• Document excerpt:
"""
Dementia Puts Japanese Elderly's Fortunes at Risk

Saturday, 15 December, 2018 - 07:30
FILE - Alzheimer's disease patient Isidora Tomaz, 82, sits in an armchair in her house in Lisbon, Portugal, Sept.15, 2009. Reuters.
Tokyo - Asharq Al-Awsat
Yumiko Okubo, 71, had forgotten how to heat up food. “What’s a microwave?” she asked her husband, Eiichi. Yumiko was in the early stages of dementia, struggling with vocabulary and unable to teach the kimono-dressing classes she had run for 25 years.

The difficulty with everyday tasks has made life challenging for her and Eiichi, who has been caring for her since 2008. But she is also unable to deal with her finances - a situation that experts say is increasingly common in fast-ageing Japan and that puts trillions of yen worth of assets at risk.
"""
• Work instruction:
Extract the full article on dementia and Japanese elderly people's fortunes, word for word. You won't need the entries for this.

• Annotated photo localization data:
"""
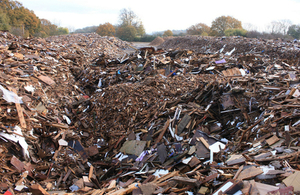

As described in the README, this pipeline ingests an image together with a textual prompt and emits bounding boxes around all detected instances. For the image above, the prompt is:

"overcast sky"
[18,0,300,34]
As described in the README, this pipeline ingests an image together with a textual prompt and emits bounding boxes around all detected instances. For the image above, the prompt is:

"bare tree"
[242,23,257,31]
[119,8,137,26]
[269,20,292,35]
"""
• Answer space:
Dementia Puts Japanese Elderly's Fortunes at Risk

Saturday, 15 December, 2018 - 07:30
FILE - Alzheimer's disease patient Isidora Tomaz, 82, sits in an armchair in her house in Lisbon, Portugal, Sept.15, 2009. Reuters.
Tokyo - Asharq Al-Awsat
Yumiko Okubo, 71, had forgotten how to heat up food. “What’s a microwave?” she asked her husband, Eiichi. Yumiko was in the early stages of dementia, struggling with vocabulary and unable to teach the kimono-dressing classes she had run for 25 years.

The difficulty with everyday tasks has made life challenging for her and Eiichi, who has been caring for her since 2008. But she is also unable to deal with her finances - a situation that experts say is increasingly common in fast-ageing Japan and that puts trillions of yen worth of assets at risk.